● Your task: Starting at the line that holds "of the arched", set down each line through the end of the listing, exactly as written and with nothing added.

● Entries:

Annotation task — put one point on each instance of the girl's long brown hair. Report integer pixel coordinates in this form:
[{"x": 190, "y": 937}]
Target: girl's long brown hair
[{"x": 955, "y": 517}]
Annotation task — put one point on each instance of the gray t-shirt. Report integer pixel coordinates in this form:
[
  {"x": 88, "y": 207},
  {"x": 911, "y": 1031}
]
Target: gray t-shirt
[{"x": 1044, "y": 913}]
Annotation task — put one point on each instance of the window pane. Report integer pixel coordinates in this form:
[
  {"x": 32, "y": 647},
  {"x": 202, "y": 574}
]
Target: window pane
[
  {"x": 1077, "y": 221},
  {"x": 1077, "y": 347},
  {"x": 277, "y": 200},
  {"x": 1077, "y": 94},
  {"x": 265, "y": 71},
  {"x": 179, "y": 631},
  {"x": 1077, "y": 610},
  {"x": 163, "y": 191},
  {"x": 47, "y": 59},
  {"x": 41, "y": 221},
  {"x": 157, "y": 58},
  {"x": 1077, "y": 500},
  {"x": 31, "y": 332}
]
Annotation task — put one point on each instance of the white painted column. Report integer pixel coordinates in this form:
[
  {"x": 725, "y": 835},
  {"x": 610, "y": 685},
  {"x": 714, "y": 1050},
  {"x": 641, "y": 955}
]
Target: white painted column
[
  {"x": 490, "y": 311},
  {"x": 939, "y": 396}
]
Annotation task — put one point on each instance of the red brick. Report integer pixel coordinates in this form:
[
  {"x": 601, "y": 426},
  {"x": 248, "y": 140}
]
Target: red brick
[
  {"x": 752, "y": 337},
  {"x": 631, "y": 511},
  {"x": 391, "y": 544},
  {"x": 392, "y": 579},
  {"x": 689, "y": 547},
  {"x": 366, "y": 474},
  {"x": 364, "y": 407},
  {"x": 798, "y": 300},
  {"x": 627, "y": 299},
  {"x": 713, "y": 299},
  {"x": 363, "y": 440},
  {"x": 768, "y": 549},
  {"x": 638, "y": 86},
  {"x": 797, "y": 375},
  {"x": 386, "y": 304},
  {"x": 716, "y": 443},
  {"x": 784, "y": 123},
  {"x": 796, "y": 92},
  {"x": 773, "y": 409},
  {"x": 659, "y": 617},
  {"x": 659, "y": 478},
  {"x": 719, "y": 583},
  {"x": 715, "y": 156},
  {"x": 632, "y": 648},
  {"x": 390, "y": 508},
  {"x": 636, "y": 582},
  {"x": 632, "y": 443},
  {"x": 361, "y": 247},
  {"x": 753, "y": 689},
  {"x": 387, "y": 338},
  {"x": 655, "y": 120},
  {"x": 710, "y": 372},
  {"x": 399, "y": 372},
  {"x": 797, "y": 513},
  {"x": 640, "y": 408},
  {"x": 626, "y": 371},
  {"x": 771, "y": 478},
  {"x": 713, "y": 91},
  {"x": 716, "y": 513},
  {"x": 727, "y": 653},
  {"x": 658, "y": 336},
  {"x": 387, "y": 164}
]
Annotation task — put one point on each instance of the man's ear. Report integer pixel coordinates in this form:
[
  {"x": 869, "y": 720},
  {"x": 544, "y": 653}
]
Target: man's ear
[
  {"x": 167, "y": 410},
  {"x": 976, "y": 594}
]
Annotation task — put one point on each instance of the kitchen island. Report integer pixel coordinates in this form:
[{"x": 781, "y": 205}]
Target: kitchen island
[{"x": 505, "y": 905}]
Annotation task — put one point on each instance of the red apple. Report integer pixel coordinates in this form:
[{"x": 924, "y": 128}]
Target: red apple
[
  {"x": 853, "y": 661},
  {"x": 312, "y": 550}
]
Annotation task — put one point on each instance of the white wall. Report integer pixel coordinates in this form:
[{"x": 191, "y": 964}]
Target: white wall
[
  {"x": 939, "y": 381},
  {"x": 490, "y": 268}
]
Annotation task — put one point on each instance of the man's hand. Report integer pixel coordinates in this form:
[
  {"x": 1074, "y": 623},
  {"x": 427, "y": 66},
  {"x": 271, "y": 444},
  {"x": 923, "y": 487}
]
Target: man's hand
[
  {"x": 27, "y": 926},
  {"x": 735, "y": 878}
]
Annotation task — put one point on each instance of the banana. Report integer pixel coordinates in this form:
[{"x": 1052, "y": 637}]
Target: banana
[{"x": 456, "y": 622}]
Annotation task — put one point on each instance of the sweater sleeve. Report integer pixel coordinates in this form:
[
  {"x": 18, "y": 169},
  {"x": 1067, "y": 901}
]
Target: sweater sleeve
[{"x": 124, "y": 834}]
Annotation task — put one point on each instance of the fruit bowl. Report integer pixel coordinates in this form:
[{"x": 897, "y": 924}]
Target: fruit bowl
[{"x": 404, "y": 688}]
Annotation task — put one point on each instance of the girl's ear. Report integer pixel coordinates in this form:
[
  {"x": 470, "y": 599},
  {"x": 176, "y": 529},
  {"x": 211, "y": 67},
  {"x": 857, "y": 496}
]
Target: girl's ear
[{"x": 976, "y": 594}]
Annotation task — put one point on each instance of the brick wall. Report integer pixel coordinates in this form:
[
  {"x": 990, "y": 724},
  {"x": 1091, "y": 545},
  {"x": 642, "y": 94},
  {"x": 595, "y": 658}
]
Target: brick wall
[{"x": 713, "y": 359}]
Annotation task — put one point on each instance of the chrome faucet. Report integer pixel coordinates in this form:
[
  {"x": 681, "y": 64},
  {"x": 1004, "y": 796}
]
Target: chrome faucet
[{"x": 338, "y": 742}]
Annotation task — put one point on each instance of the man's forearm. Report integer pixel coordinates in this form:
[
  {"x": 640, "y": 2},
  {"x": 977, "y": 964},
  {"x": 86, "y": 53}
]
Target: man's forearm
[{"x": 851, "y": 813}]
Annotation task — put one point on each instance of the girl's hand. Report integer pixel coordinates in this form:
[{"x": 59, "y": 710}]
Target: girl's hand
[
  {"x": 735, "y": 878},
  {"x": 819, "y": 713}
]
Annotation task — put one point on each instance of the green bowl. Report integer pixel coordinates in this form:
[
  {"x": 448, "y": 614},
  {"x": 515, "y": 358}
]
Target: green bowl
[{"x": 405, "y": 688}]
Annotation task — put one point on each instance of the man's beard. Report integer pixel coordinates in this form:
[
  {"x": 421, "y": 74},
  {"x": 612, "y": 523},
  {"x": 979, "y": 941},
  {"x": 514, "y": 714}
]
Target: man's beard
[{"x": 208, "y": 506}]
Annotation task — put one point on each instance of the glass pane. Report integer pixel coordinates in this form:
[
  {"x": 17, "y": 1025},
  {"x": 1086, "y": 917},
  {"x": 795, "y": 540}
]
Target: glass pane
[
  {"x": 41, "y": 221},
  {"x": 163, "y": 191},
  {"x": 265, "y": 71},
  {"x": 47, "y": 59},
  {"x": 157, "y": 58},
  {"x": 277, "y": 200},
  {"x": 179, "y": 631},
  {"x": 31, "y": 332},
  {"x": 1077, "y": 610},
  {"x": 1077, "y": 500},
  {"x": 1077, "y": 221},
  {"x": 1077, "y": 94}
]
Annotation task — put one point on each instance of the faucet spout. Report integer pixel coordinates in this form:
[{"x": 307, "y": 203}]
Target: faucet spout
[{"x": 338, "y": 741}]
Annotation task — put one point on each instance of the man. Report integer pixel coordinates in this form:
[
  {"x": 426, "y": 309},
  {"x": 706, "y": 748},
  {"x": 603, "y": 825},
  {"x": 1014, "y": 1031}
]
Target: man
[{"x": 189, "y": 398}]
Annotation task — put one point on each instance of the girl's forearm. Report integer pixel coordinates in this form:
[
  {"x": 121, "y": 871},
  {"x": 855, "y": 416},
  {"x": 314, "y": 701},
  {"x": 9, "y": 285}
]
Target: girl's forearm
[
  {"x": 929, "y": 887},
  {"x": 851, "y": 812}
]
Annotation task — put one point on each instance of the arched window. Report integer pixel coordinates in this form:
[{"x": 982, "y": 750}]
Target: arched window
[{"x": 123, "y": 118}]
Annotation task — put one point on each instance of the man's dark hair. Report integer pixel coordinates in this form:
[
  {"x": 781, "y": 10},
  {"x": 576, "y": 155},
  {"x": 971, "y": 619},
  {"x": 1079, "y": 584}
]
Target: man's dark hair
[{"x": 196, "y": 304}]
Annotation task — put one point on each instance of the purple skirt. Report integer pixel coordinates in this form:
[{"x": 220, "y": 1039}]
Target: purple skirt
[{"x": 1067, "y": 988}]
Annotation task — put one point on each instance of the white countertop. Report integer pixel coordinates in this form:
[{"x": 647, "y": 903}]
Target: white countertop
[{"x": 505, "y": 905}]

● Worked solution:
Annotation task — put one point on each instance of the arched window. Report integer pixel coordinates in this form:
[{"x": 982, "y": 750}]
Target: arched window
[{"x": 123, "y": 118}]
Annotation task — put one point on each instance of the man's dark hair. Report integer pixel coordinates in this form:
[
  {"x": 781, "y": 10},
  {"x": 576, "y": 155},
  {"x": 971, "y": 619},
  {"x": 1079, "y": 584}
]
Target: man's dark hair
[{"x": 196, "y": 304}]
Annotation task — put one point on each instance of the purple skirt. Report integer pixel coordinates in this form:
[{"x": 220, "y": 1039}]
Target: purple skirt
[{"x": 1067, "y": 988}]
Annotation task — put one point on each instance of the white countertop. Report integer pixel coordinates in this form:
[{"x": 647, "y": 903}]
Target: white countertop
[{"x": 505, "y": 905}]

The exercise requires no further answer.